■ **Exercise instructions**:
Pull out every line of the listing below that contains the word "tree", and copy each one.

■ **Information shown**:
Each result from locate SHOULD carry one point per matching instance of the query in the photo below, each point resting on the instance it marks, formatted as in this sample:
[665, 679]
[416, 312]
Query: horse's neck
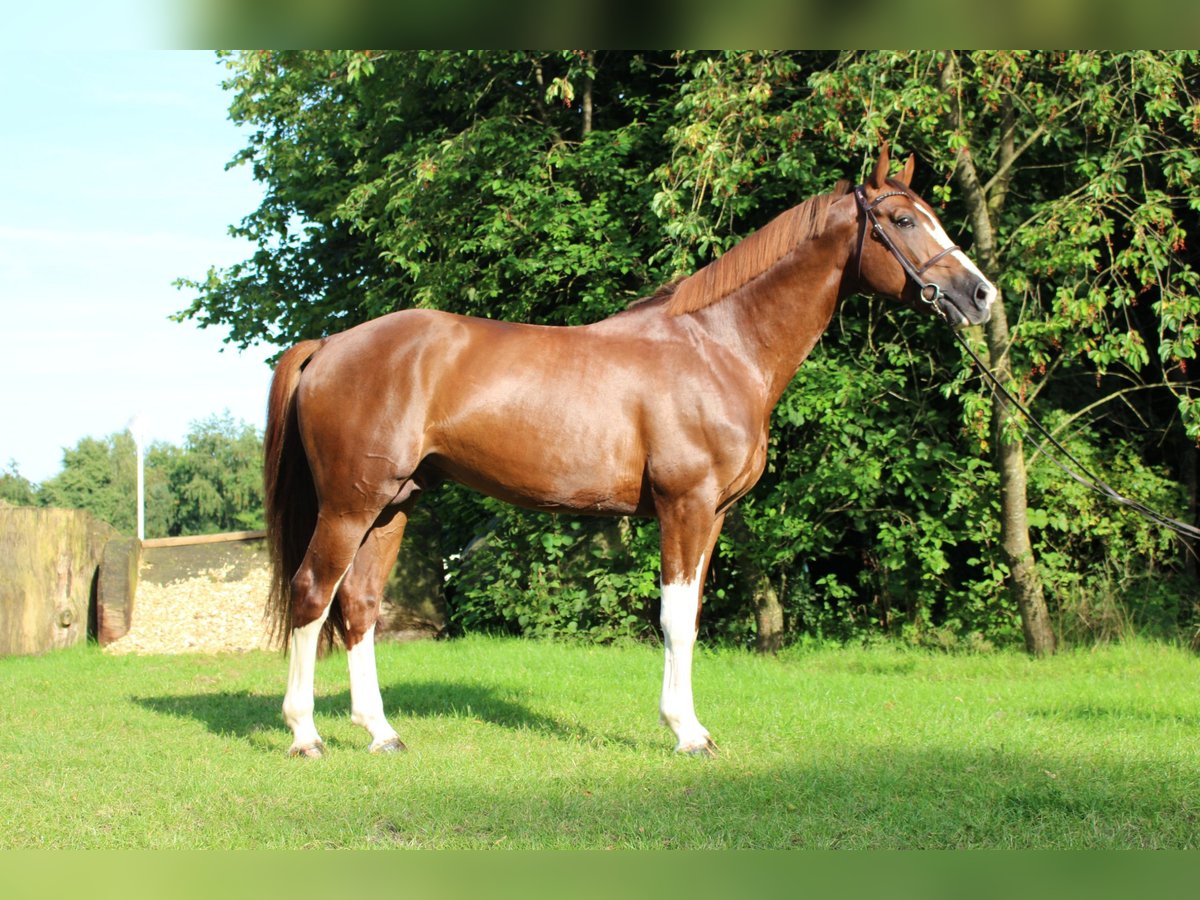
[777, 319]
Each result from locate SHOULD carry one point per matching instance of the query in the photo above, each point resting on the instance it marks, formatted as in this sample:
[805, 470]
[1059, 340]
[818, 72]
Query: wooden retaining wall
[49, 562]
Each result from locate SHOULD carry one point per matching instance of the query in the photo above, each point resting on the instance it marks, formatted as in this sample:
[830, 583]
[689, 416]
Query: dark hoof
[391, 745]
[707, 750]
[309, 753]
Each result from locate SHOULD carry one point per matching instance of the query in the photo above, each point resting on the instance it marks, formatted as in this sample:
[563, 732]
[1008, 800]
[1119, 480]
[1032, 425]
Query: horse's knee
[360, 613]
[309, 604]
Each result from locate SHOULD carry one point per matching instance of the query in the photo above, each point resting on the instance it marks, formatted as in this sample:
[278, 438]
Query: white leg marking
[681, 604]
[298, 702]
[366, 702]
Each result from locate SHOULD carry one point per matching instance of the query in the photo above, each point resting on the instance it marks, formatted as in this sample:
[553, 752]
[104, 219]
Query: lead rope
[1080, 473]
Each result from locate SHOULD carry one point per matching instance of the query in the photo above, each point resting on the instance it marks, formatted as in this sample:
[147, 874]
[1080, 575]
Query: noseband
[930, 292]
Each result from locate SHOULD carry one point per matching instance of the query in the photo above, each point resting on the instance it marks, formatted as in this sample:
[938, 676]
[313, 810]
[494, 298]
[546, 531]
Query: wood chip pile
[192, 600]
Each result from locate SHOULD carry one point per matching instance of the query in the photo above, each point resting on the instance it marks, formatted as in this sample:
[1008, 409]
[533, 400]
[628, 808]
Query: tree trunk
[1024, 579]
[589, 59]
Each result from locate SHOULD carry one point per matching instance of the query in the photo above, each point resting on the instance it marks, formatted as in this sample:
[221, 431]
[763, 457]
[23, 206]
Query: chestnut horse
[659, 411]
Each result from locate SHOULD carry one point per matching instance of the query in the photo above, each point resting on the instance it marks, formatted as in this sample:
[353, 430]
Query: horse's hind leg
[327, 562]
[360, 597]
[689, 535]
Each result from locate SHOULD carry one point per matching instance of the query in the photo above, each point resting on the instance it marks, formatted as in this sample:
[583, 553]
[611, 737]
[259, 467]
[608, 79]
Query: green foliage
[16, 489]
[475, 183]
[215, 480]
[100, 475]
[553, 745]
[211, 484]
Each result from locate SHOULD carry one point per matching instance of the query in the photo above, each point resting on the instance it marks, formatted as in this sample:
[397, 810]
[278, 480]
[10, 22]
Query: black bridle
[930, 291]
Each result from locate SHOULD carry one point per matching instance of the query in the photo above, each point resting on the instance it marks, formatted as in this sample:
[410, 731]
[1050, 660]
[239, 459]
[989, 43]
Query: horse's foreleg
[313, 587]
[361, 594]
[688, 545]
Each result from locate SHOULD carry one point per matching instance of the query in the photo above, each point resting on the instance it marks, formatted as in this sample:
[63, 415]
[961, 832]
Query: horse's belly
[546, 469]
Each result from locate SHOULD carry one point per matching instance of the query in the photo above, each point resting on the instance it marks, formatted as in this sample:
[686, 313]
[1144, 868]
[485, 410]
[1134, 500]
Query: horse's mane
[750, 257]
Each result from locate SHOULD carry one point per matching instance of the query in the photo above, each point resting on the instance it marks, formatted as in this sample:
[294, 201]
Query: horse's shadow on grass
[244, 714]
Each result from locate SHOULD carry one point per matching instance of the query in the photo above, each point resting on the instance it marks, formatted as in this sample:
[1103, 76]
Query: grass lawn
[531, 744]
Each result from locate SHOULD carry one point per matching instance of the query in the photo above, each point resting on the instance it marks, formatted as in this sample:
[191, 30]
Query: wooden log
[115, 588]
[193, 539]
[48, 565]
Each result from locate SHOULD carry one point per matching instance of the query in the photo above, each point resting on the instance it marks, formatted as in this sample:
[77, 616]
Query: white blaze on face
[298, 702]
[943, 241]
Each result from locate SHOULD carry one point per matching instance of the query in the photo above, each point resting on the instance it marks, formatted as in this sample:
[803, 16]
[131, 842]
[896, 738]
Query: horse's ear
[880, 175]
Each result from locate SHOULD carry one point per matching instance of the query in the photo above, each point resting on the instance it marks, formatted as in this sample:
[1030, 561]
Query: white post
[136, 429]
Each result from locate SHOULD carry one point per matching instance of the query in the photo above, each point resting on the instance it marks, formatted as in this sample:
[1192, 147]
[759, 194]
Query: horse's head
[903, 251]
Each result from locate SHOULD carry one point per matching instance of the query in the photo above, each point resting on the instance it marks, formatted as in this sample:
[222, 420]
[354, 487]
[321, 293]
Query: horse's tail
[288, 491]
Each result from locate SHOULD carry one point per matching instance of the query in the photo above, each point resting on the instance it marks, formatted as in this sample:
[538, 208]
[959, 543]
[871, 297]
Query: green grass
[534, 744]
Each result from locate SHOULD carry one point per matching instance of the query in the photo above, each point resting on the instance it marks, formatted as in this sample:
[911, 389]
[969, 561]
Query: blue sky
[112, 185]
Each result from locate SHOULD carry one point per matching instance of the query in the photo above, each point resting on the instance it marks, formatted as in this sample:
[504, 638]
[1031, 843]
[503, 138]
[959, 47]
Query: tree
[211, 484]
[16, 489]
[1098, 145]
[215, 479]
[557, 186]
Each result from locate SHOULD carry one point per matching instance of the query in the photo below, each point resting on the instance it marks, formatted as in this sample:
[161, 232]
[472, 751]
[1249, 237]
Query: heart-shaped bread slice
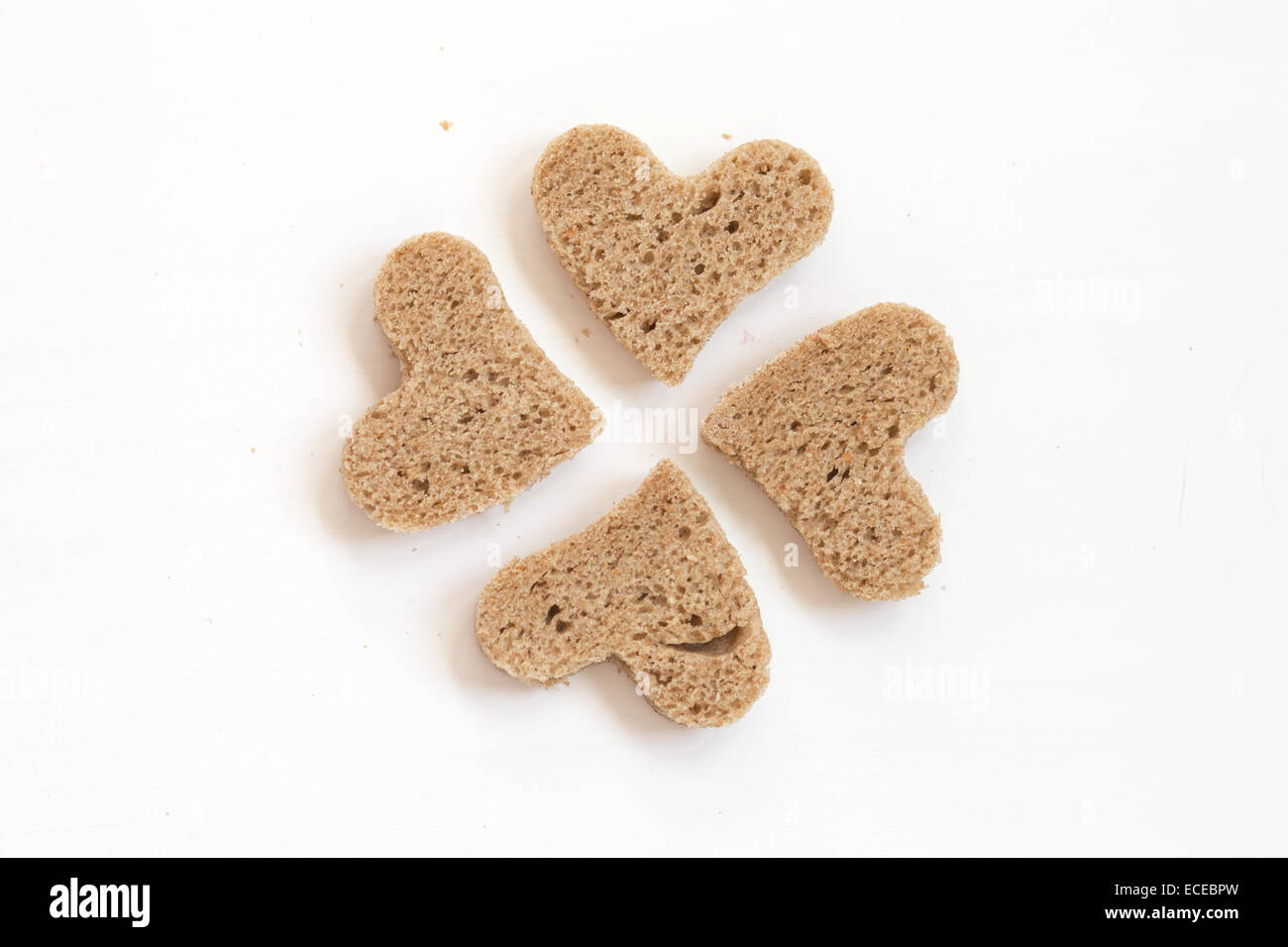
[822, 429]
[653, 585]
[665, 260]
[481, 414]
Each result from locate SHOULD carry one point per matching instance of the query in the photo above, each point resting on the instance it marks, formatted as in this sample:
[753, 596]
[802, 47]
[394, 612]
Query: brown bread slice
[653, 585]
[665, 260]
[481, 414]
[822, 429]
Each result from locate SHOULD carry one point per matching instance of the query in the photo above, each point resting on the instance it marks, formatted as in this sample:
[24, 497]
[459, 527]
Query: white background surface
[207, 648]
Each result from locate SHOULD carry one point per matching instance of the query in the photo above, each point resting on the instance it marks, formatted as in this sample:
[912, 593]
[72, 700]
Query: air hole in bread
[716, 646]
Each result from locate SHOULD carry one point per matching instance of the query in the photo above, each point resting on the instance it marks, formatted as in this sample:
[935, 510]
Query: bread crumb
[478, 412]
[883, 373]
[679, 618]
[699, 244]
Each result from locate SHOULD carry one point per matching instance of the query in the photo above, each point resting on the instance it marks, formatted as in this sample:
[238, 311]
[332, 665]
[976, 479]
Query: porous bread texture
[481, 414]
[822, 429]
[664, 260]
[653, 585]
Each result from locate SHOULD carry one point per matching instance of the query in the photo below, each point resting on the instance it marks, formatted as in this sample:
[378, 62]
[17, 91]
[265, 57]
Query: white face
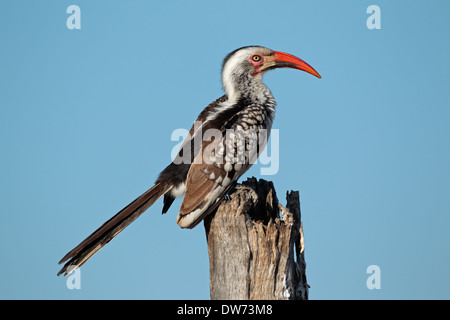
[240, 63]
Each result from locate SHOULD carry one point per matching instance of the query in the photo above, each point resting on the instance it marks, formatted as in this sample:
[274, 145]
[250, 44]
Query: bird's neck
[249, 88]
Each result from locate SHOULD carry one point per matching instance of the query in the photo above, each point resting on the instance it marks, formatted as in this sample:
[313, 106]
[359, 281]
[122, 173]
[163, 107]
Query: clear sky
[86, 118]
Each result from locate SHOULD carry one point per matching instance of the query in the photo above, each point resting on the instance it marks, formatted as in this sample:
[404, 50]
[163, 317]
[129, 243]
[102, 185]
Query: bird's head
[241, 66]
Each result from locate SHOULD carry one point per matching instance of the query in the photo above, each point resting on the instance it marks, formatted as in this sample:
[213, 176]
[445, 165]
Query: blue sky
[86, 118]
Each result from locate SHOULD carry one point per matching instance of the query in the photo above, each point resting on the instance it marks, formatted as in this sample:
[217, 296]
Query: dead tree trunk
[253, 252]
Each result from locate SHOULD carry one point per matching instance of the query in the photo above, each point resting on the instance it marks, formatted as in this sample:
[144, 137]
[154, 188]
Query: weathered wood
[254, 253]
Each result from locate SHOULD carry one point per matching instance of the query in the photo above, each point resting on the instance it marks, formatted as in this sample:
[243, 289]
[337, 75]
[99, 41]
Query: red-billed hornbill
[216, 164]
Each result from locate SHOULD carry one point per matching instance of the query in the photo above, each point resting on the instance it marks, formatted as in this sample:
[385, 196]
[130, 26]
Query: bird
[223, 143]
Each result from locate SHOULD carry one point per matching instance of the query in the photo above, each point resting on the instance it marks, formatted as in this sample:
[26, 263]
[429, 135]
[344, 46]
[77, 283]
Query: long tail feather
[111, 228]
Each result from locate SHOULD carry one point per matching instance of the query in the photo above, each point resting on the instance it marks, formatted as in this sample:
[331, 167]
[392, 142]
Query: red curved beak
[285, 60]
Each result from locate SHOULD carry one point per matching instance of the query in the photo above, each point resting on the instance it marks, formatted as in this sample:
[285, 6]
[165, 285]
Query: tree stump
[254, 253]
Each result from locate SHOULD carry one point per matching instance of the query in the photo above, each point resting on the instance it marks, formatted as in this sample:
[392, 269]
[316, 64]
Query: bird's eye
[256, 58]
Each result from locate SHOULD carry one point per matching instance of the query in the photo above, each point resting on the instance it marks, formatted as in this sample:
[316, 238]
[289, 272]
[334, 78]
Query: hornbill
[214, 165]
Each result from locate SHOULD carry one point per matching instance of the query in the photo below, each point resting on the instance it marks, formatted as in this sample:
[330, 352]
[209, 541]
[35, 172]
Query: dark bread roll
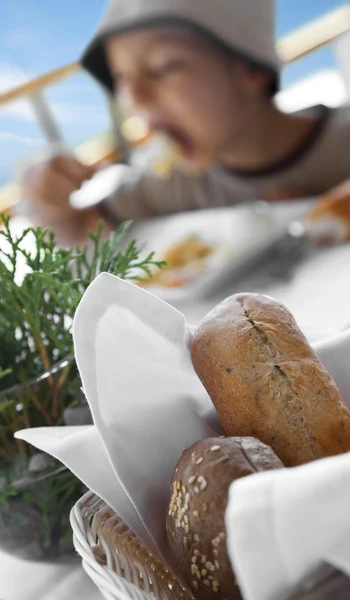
[266, 381]
[195, 521]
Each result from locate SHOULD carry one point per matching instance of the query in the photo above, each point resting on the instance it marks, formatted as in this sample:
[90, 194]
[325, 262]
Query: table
[319, 297]
[22, 580]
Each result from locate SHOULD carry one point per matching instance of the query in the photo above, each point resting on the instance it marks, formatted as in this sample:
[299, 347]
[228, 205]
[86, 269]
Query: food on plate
[329, 220]
[196, 513]
[267, 382]
[185, 260]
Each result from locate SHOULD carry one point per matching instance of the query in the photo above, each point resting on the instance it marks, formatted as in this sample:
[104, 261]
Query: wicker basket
[117, 561]
[123, 568]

■ **Response below**:
Query: tree trunk
Query: tree
Query: dead tree trunk
Query: tree stump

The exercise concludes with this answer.